As grandes marcas são grandes porque mantém um forte vínculo emocional com seus clientes. Nada mais simples que a intimidade entre o DNA de uma marca e sua “fala” – o incrível desafio profissional. São poucas as empresas, no mundo, que atingiram um estágio de maturidade de proposta baseado num repositório de conhecimento, organizados de tal modo que transformam a missão de produzir serviços ou produtos numa manifestação de um organismo pleno de vitalidade e consciência. Para estas empresas, o seu maior patrimônio é a marca. A Revista ClienteSA, trilhando o caminho de garimpar inovação, está correndo atrás das mentes mais brilhantes, capazes de compreender, produzir conhecimento e dar forma ao conteúdo de uma proposta genuína de marca. Encontramos a beleza nos gestos e na harmonia da desafiante designer Filomena Padron, profissional reconhecida por seu talento na transposição do objetivo empresarial à percepção do cliente, já há 16 anos na estrada da gestão de identidade de marca, design e branding.

[Dados de ancoragem de expressões referenciais]
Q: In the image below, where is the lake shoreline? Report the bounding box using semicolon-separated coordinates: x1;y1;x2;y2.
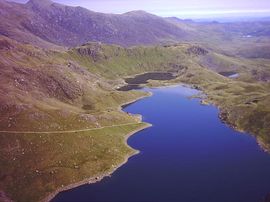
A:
42;83;267;202
44;93;152;202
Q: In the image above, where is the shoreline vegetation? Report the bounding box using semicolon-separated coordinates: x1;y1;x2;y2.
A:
48;83;269;202
0;38;270;202
41;93;152;202
45;123;152;202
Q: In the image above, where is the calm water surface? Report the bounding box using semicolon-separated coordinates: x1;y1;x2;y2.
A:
53;86;270;202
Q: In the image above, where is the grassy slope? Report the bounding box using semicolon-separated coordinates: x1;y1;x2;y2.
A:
0;39;270;201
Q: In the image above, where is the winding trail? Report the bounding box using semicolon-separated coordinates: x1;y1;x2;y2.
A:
0;122;142;134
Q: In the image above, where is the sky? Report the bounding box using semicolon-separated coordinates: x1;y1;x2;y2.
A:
9;0;270;18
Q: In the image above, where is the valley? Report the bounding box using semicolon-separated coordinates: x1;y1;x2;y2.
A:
0;0;270;202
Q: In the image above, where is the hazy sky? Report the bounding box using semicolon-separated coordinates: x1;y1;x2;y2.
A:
9;0;270;17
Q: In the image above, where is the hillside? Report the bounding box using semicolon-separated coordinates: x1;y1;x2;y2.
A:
0;0;270;202
0;0;187;47
0;37;270;202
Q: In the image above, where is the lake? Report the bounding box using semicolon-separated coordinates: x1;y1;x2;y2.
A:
53;86;270;202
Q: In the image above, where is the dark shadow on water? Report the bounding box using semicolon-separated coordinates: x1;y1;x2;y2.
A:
53;86;270;202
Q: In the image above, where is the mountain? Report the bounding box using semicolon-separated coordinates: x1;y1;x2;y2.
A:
0;0;188;46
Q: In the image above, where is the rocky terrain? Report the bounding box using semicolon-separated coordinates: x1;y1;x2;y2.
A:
0;0;270;202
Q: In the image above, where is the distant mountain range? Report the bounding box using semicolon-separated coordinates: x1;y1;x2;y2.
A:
0;0;192;46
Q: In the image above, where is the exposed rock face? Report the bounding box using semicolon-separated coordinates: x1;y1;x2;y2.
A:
188;46;208;56
0;0;187;46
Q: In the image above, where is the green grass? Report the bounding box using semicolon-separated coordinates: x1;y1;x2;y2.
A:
0;123;146;202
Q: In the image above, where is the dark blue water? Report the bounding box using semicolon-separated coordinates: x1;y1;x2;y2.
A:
53;86;270;202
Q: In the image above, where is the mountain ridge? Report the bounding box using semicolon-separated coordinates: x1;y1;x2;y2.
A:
0;0;188;47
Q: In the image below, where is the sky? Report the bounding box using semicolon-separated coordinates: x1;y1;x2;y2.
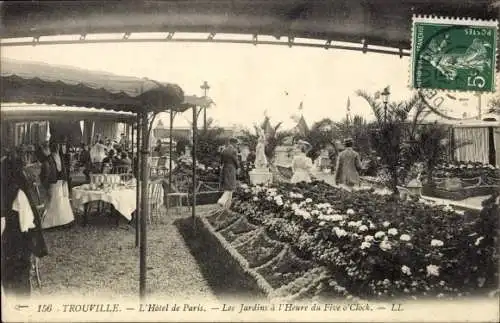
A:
1;39;492;128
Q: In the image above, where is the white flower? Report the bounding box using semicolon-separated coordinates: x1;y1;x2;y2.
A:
333;227;347;238
474;237;484;246
401;265;411;276
443;205;453;212
361;241;372;249
399;234;411;241
431;239;444;247
332;214;344;221
387;228;398;236
379;240;392;251
427;265;439;276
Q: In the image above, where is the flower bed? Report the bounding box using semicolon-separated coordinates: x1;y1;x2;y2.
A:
201;212;345;301
228;182;499;298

# Sobre o exercício
Responda a estas perguntas com base no texto sobre marcas:
1. Segundo o texto, por que as grandes marcas são grandes?
2. Qual é o maior patrimônio das empresas que atingiram o estágio de maturidade descrito?
3. Há quantos anos Filomena Padron está na estrada da gestão de identidade de marca, design e branding?

# Exercício resolvido
1. As grandes marcas são grandes porque mantêm um forte vínculo emocional com seus clientes.
2. O maior patrimônio dessas empresas é a marca.
3. Filomena Padron está há 16 anos nessa estrada.